▸ Text provided:

•••••

So, secondly, why all of this affliction and difficulty?  Look at verse 12: we’re proud.  In that verse, the author asks God to “teach us to number our days” which is another way of saying, “teach us to think rightly and humbly about our lives.”  Without it, we are fools.  With it, we get a “heart of wisdom.”  We are afflicted because we are proud not because a Republican is President, Democrats control the Congress or Roe vs. Wade is the law.  Here is where convention watchers go astray.

You – eyes glued to MSNBC – are proud and BH Obama can’t do a thing about that.

You and I need perspective on our lives.  We are, in fact, significant yet small.  It gets tough for us when we think we’re just significant.  That was the problem the Psalm was written to address because we ARE significant but we are ALSO small.

What’s the pathway out of affliction?  It is the one to humility.  That road is paved with the work and power of God and it doesn’t go through Denver or Minneapolis.  So, thirdly, verse 16 asks God to imprint His work in our minds and His power in the minds of our children.  The author believes if we are cozy with the work of God in the Bible (and our lives), we are likely to be more prone to consider ourselves rightly.  In so doing, God will figure prominently and we will not.  That will please Him and He will restrain affliction upon us.

One thing more, though.  Verse 14 shows us that even as God is pleased with our self-awareness of smallness, He is just as pleased to satisfy us with His steadfast love which leads to great joy.  Smallness like this and joy go together.

Watch the conventions, but once they end, turn the channel to consider the majestic work of God and there is where you’ll find answers to your questions.

What’s the deal with polls, anyway?

A new poll is out today – found it on Drudge: Obama – 45%, McCain – 44%. (Check it out: Gallup daily poll.) This is part of an inane daily presidential tracking poll. There is a cultural fascination with things like this. I’ve actually been interviewed by Gallup but not for this poll. If you read the Gallup poll you’ll see that this is considered a “statistical tie” and that means who’s reportedly on top doesn’t actually matter – it’s too close to tell. But the graphic on that site indicates its been like this for a while. The “so-what” factor has kicked in for me.

Is the fascination with polls driven by us – the “poll-ee’s” or by the pollers? Do we love to see whether our beliefs are out of whack with everyone else? Or do the pollers just like to feel on top? There’s probably a dozen reasons in either direction.

What if my beliefs were out of whack with everyone else’s? On a national election, I think it may not be so significant; I really don’t have to tell anybody anything. But, surely what you believe differs from your neighbor or co-worker, friend or even spouse on some issue. Then what? Do you act as the “neighborhood George Gallup” and poll your buddies and then change what you believe? Why would you do that?

•••••

▸ Available data:
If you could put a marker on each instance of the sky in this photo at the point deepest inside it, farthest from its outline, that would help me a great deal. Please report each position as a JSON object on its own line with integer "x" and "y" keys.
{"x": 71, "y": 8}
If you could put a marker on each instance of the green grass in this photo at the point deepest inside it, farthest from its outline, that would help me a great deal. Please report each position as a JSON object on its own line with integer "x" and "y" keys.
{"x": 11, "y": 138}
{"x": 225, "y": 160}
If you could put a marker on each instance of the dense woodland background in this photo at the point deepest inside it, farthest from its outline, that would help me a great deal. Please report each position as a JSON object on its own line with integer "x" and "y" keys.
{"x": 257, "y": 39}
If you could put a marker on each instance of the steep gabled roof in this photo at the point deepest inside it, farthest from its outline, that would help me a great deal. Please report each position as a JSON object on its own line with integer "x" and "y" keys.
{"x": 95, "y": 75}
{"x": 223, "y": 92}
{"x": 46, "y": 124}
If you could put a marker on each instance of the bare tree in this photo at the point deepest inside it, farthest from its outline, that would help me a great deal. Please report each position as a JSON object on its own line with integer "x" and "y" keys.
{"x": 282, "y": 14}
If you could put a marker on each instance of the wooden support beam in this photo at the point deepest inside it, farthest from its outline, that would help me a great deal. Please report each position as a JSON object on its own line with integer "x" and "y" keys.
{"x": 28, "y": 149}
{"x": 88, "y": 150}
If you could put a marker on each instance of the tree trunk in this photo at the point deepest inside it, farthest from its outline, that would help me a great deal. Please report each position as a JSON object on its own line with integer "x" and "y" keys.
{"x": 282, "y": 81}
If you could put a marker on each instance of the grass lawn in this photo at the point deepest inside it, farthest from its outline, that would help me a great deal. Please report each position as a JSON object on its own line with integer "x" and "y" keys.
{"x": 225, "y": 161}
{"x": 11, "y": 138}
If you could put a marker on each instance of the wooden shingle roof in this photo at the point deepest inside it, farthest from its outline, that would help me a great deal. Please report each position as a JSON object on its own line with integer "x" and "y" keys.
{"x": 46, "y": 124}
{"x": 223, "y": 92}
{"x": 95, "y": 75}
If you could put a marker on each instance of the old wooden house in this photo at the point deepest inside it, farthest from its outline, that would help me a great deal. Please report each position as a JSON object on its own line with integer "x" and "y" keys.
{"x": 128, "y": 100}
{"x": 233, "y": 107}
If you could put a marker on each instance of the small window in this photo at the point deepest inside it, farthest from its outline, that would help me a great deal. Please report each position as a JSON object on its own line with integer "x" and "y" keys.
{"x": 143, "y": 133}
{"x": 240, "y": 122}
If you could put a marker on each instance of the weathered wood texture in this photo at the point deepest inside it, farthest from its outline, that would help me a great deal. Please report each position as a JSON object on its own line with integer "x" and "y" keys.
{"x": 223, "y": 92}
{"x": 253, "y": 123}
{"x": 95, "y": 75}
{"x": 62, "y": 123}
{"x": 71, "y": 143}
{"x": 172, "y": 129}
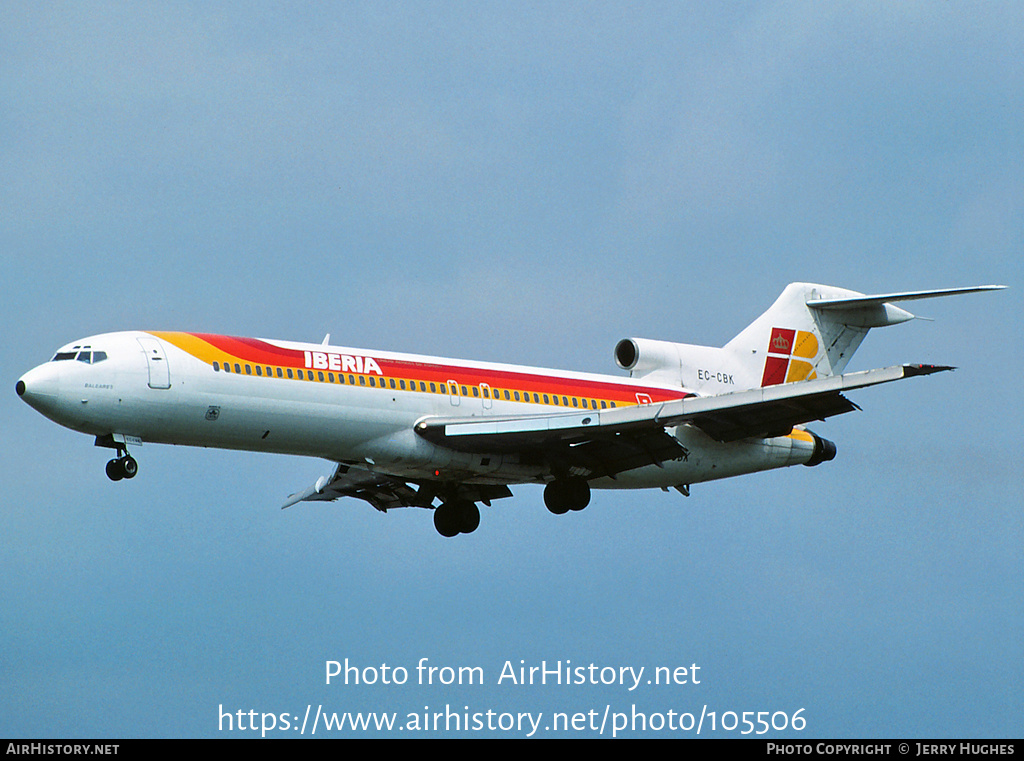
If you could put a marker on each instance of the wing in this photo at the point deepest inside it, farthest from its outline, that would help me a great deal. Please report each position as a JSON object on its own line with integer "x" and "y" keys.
{"x": 604, "y": 442}
{"x": 385, "y": 492}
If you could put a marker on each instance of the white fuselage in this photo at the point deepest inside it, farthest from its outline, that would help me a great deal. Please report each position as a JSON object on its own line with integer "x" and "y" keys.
{"x": 349, "y": 406}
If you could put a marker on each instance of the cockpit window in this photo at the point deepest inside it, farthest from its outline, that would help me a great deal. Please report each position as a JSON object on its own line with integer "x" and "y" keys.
{"x": 85, "y": 354}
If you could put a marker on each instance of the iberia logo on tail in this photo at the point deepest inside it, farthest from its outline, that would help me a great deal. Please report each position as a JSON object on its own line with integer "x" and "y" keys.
{"x": 783, "y": 346}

•••••

▸ Your instructions:
Copy the passage of the text on affliction, humility and polls word for word, starting with "You and I need" and going on through "affliction upon us.".

▸ Solution for this task:
You and I need perspective on our lives.  We are, in fact, significant yet small.  It gets tough for us when we think we’re just significant.  That was the problem the Psalm was written to address because we ARE significant but we are ALSO small.

What’s the pathway out of affliction?  It is the one to humility.  That road is paved with the work and power of God and it doesn’t go through Denver or Minneapolis.  So, thirdly, verse 16 asks God to imprint His work in our minds and His power in the minds of our children.  The author believes if we are cozy with the work of God in the Bible (and our lives), we are likely to be more prone to consider ourselves rightly.  In so doing, God will figure prominently and we will not.  That will please Him and He will restrain affliction upon us.